EXCERPT PROVIDED:

Seven Presiding Bishopric Area Supervisors Named
Seven new Presiding Bishopric area supervisors have been called to serve in South America, Europe, Britain, Australia, and New Zealand.
The first such assignments were made in December 1976, when W. Gordon Christensen was called to serve in Mexico and Central America and Merrill R. Petty was called to serve the Great Britain and South Africa areas. (See Ensign, April 1977, p. 95.)
Brother Petty is now on special assignment from the Presiding Bishopric to the South Pacific for a few months. John H. Cox, former president of the London England Stake, succeeds him as Presiding Bishopric area supervisor. Brother Cox will reside in Birmingham and serve the British Isles and South Africa. He is also serving as a Regional Representative of the Twelve. Brother Cox previously worked for British Airways as an aeronautical engineer.
Serving as Presiding Bishopric area supervisor for Continental Europe is Peter Mourik, currently patriarch of the Kaiserslautern Germany Servicemen Stake. Brother Mourik, who speaks five European languages, was formerly employed as the European representative of the Church Real Estate Department. He will reside in Frankfurt, Germany, and be responsible for the area that stretches from Scandinavia in the north to the Mediterranean in the south.
Allen E. Litster, formerly manager of Church Translation Services in Salt Lake City, now resides in Quito, Ecuador, as Presiding Bishopric area supervisor for the Andes or South America West Area, which includes Bolivia, Colombia, Ecuador, Peru, and Venezuela. Brother Litster has served as president of the Andes Mission and as a Regional Representative. He is presently serving as a Regional Representative for the Ecuador and Cali Colombia regions.
Osiris G. Cabral of São Paulo, Brazil, a 1958 convert to the Church who has spent the last three years as South American Area Manager for Church Distribution and Translation Services, is now serving as Presiding Bishopric area supervisor for Brazil, Paraguay, and Uruguay. He also serves as a Regional Representative of the Twelve in Brazil and Uruguay. Brother Cabral is a native of Brazil.

DATASET ROWS:
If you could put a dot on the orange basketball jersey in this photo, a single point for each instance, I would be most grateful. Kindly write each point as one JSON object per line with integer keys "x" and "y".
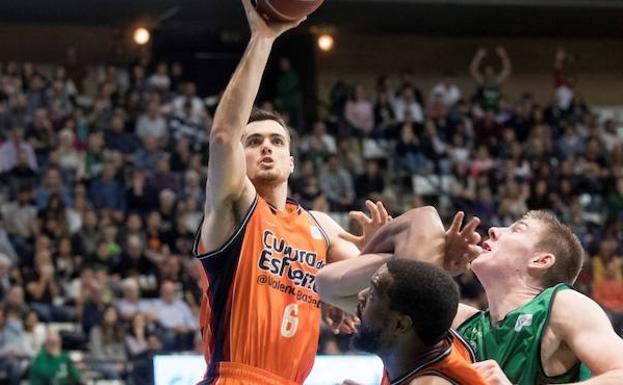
{"x": 453, "y": 362}
{"x": 260, "y": 308}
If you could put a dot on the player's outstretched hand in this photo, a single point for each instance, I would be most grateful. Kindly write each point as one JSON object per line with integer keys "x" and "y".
{"x": 370, "y": 224}
{"x": 491, "y": 372}
{"x": 461, "y": 244}
{"x": 338, "y": 321}
{"x": 261, "y": 28}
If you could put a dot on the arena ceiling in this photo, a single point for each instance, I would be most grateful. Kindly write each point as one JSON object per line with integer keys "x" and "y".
{"x": 560, "y": 18}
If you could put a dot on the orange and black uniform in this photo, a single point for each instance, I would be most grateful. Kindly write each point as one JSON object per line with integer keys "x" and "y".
{"x": 451, "y": 361}
{"x": 260, "y": 313}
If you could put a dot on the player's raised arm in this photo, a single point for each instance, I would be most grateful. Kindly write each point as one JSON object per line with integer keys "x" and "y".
{"x": 228, "y": 187}
{"x": 340, "y": 282}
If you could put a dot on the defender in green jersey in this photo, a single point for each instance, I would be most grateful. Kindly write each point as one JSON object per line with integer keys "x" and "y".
{"x": 537, "y": 329}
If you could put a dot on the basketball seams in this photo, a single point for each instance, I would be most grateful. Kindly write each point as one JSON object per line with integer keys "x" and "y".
{"x": 287, "y": 10}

REQUIRED TASKS:
• a. In the article on the new Presiding Bishopric area supervisors, what city will Peter Mourik reside in?
• b. Reproduce the passage of the article on the new Presiding Bishopric area supervisors starting at "Serving as Presiding Bishopric area supervisor for Continental" and ending at "Cali Colombia regions.".

PROBLEM SOLUTIONS:
• a. Frankfurt, Germany

• b.
Serving as Presiding Bishopric area supervisor for Continental Europe is Peter Mourik, currently patriarch of the Kaiserslautern Germany Servicemen Stake. Brother Mourik, who speaks five European languages, was formerly employed as the European representative of the Church Real Estate Department. He will reside in Frankfurt, Germany, and be responsible for the area that stretches from Scandinavia in the north to the Mediterranean in the south.
Allen E. Litster, formerly manager of Church Translation Services in Salt Lake City, now resides in Quito, Ecuador, as Presiding Bishopric area supervisor for the Andes or South America West Area, which includes Bolivia, Colombia, Ecuador, Peru, and Venezuela. Brother Litster has served as president of the Andes Mission and as a Regional Representative. He is presently serving as a Regional Representative for the Ecuador and Cali Colombia regions.